▸ Task
Copy every entry in the listing below exactly, but not the pictures.

Start of Data listing

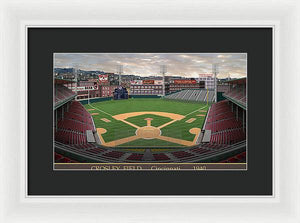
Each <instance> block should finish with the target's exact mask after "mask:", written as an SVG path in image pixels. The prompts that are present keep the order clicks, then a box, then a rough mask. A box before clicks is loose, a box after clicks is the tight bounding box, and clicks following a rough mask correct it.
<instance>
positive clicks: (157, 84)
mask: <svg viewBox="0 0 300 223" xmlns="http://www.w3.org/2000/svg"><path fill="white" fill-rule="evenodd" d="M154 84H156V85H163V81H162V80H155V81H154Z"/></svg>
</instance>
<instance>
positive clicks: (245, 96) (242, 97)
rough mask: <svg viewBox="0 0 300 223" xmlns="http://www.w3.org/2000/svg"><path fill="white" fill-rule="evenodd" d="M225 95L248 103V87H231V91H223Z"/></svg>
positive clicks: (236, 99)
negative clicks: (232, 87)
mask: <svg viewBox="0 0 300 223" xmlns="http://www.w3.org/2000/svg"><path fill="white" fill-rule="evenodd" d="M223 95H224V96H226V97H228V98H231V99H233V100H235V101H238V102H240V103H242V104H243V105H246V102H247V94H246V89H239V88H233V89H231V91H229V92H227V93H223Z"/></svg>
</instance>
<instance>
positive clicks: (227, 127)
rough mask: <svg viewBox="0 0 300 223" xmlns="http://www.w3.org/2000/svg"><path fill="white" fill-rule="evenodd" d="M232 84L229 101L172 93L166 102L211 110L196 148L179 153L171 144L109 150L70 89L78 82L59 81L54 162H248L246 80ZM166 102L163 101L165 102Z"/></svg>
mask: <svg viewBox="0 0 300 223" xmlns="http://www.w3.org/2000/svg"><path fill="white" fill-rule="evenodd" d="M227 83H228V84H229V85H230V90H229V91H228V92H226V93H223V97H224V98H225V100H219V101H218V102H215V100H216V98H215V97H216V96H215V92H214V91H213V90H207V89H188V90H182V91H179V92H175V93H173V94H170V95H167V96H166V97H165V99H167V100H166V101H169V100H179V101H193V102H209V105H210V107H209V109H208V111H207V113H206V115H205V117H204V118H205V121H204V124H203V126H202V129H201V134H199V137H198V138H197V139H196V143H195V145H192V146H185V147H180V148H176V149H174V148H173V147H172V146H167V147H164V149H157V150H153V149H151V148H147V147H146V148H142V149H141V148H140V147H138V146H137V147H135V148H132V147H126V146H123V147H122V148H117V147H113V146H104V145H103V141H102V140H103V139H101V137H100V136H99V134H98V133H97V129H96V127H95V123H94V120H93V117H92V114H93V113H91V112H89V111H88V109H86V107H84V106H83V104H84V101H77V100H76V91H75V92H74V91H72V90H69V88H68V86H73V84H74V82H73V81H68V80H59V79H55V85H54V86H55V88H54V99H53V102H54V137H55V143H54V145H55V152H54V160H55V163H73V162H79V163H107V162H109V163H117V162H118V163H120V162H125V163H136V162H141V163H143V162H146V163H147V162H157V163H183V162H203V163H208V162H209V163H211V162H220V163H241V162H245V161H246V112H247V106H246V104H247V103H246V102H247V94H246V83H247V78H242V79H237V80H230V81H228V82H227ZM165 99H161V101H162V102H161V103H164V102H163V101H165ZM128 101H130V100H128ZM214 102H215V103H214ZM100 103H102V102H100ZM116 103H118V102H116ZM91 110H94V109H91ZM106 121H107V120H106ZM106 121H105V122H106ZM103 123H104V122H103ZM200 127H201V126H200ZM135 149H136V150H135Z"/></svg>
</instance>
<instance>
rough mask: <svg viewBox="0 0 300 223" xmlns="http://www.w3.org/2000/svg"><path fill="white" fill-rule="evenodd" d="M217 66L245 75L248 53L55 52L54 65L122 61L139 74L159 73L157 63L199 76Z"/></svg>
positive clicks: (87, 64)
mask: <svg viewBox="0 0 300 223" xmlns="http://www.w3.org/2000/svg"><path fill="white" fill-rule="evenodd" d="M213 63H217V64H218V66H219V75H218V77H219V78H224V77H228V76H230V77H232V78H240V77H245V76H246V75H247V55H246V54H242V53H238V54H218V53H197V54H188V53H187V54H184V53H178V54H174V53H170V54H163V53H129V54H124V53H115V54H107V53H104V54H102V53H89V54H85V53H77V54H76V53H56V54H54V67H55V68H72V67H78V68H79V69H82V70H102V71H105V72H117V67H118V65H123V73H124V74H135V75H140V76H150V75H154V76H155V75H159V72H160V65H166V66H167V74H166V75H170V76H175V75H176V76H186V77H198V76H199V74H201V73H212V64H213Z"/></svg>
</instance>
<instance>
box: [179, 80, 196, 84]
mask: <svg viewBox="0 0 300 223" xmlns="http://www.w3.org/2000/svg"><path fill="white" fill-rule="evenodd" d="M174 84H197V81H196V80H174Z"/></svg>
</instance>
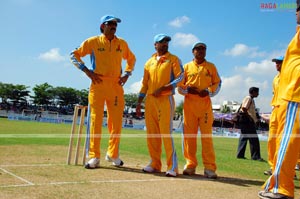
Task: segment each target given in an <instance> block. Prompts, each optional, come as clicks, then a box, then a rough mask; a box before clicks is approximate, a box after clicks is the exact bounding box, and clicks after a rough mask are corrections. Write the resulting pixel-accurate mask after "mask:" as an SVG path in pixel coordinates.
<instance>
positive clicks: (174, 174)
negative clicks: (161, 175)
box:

End of Data listing

▸ Task output
Each <instance> block should finish with the target's exact mask after "mask:", written as an SVG path in image pixels. The prompts that are present keep the order clicks, then a box, then a rough mask. A box before clicks is loose, a box after clicks is the tight bounding box, and clicks following a rough mask correct it.
<instance>
positive clicks: (157, 84)
mask: <svg viewBox="0 0 300 223" xmlns="http://www.w3.org/2000/svg"><path fill="white" fill-rule="evenodd" d="M154 84H156V85H163V81H162V80H155V81H154Z"/></svg>
</instance>
<instance>
positive clicks: (245, 96) (242, 97)
rough mask: <svg viewBox="0 0 300 223" xmlns="http://www.w3.org/2000/svg"><path fill="white" fill-rule="evenodd" d="M225 95L248 103V87H231V91H223Z"/></svg>
positive clicks: (236, 99)
negative clicks: (232, 87)
mask: <svg viewBox="0 0 300 223" xmlns="http://www.w3.org/2000/svg"><path fill="white" fill-rule="evenodd" d="M223 95H224V96H226V97H228V98H231V99H233V100H235V101H238V102H240V103H242V104H243V105H246V102H247V94H246V89H239V88H233V89H231V91H229V92H227V93H223Z"/></svg>
</instance>
<instance>
positive clicks: (227, 127)
rough mask: <svg viewBox="0 0 300 223" xmlns="http://www.w3.org/2000/svg"><path fill="white" fill-rule="evenodd" d="M232 84L229 101L172 93L166 102L211 110L196 148L179 153L171 144L109 150L70 89L78 82L59 81L54 162H248L246 80ZM166 102L163 101L165 102Z"/></svg>
mask: <svg viewBox="0 0 300 223" xmlns="http://www.w3.org/2000/svg"><path fill="white" fill-rule="evenodd" d="M227 83H228V84H229V85H230V90H229V91H228V92H226V93H223V97H224V98H225V100H219V101H218V102H215V100H216V98H215V97H216V96H215V92H214V91H213V90H207V89H188V90H182V91H179V92H175V93H173V94H170V95H167V96H166V97H165V99H167V100H166V101H169V100H179V101H193V102H209V105H210V107H209V109H208V111H207V113H206V115H205V117H204V118H205V121H204V124H203V126H202V129H201V134H199V137H198V138H197V139H196V143H195V145H192V146H185V147H180V148H176V149H174V148H173V147H172V146H167V147H164V149H157V150H153V149H151V148H147V147H146V148H142V149H141V148H140V147H138V146H137V147H135V148H132V147H126V146H123V147H122V148H117V147H113V146H104V145H103V141H102V140H103V139H101V137H100V136H99V134H98V133H97V129H96V127H95V123H94V120H93V117H92V114H93V113H91V112H89V111H88V109H86V107H84V106H83V104H84V101H77V100H76V91H75V92H74V91H72V90H69V88H68V86H73V84H74V82H73V81H68V80H59V79H55V85H54V86H55V88H54V99H53V102H54V137H55V143H54V145H55V152H54V160H55V163H73V162H79V163H107V162H109V163H117V162H118V163H120V162H125V163H136V162H141V163H143V162H146V163H147V162H157V163H183V162H203V163H208V162H209V163H211V162H220V163H241V162H245V161H246V112H247V106H246V104H247V103H246V102H247V94H246V83H247V78H242V79H237V80H230V81H228V82H227ZM165 99H161V101H162V102H161V103H164V102H163V101H165ZM128 101H130V100H128ZM214 102H215V103H214ZM100 103H102V102H100ZM116 103H118V102H116ZM91 110H94V109H91ZM106 121H107V120H106ZM106 121H105V122H106ZM103 123H104V122H103ZM200 127H201V126H200ZM135 149H136V150H135Z"/></svg>
</instance>
<instance>
rough mask: <svg viewBox="0 0 300 223" xmlns="http://www.w3.org/2000/svg"><path fill="white" fill-rule="evenodd" d="M217 66L245 75L248 53L55 52L54 65L122 61L139 74L159 73L157 63L199 76Z"/></svg>
positive clicks: (87, 64)
mask: <svg viewBox="0 0 300 223" xmlns="http://www.w3.org/2000/svg"><path fill="white" fill-rule="evenodd" d="M213 63H217V64H218V66H219V75H218V77H219V78H224V77H228V76H230V77H232V78H240V77H245V76H246V75H247V55H246V54H242V53H238V54H218V53H197V54H188V53H187V54H184V53H178V54H174V53H170V54H163V53H129V54H124V53H115V54H107V53H104V54H102V53H89V54H85V53H77V54H76V53H56V54H54V67H55V68H72V67H78V68H79V69H82V70H102V71H105V72H117V67H118V65H123V73H124V74H135V75H140V76H150V75H154V76H155V75H159V72H160V65H166V66H167V74H166V75H170V76H175V75H176V76H186V77H198V76H199V74H201V73H212V64H213Z"/></svg>
</instance>
<instance>
box: [179, 80, 196, 84]
mask: <svg viewBox="0 0 300 223" xmlns="http://www.w3.org/2000/svg"><path fill="white" fill-rule="evenodd" d="M174 84H197V81H196V80H174Z"/></svg>
</instance>
Task: segment each target given in an <instance> block. Prompts, each optional, come as clicks, then a box, then a rough mask; a box before clicks is approximate, a box after clicks is the exact bounding box, and clicks after a rough mask are corrections. Write the resulting pixel-accurate mask after "mask:" as an SVG path in pixel coordinates.
<instance>
positive clicks: (174, 174)
negative clicks: (161, 175)
box:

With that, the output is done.